Find every line in the rows below that contains the word "person" and copy each of those lines.
======== Entries supplied ========
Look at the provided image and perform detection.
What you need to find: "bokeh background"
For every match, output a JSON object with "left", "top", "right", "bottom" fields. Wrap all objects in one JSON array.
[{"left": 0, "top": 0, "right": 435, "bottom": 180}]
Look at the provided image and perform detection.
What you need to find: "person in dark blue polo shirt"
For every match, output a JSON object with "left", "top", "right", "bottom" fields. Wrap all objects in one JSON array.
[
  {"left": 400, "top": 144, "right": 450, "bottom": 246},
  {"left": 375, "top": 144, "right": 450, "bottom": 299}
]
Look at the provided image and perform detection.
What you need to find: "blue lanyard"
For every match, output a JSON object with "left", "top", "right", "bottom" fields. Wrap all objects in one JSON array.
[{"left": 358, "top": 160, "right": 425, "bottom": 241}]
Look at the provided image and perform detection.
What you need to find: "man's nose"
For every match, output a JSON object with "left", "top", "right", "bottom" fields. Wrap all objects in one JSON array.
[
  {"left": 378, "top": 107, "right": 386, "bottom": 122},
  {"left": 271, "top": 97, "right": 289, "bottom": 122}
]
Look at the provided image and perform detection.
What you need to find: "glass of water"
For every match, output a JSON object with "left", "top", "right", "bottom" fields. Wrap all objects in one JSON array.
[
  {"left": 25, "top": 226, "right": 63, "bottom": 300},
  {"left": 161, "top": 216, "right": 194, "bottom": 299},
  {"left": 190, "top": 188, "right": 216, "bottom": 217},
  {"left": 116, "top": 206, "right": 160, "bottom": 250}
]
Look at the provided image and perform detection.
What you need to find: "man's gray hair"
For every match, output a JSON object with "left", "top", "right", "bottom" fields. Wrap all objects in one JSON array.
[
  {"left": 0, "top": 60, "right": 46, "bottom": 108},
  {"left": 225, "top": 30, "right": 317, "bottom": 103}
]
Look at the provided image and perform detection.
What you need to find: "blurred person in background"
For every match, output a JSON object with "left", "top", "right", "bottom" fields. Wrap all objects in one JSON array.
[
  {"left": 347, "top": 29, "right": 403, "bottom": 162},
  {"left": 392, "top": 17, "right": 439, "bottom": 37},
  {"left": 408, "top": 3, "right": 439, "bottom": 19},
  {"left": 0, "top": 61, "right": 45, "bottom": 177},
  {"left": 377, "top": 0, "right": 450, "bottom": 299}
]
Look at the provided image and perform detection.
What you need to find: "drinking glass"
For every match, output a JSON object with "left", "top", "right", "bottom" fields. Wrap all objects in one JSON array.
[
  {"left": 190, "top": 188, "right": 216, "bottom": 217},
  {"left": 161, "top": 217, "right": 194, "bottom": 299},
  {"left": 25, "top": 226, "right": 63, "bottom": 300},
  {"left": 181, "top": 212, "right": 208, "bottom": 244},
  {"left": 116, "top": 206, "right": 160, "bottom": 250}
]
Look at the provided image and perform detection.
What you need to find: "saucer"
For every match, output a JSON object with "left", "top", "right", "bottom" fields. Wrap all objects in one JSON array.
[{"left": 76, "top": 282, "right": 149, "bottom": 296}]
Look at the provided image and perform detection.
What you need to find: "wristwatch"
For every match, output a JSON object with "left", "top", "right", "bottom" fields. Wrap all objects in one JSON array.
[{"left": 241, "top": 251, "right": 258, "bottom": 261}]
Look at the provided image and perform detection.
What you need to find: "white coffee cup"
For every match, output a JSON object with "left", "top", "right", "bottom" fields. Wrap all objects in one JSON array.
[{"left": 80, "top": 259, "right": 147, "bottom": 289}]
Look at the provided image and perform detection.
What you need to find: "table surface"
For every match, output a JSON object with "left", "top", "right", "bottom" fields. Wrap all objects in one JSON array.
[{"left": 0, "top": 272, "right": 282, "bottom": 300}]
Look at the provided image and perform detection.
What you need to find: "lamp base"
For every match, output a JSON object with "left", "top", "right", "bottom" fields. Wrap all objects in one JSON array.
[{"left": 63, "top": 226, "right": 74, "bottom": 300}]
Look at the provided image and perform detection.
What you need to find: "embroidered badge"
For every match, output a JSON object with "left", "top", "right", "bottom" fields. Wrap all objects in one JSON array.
========
#### Task response
What you need to find: "person in dark blue polo shirt"
What you need to find: "blurred person in background"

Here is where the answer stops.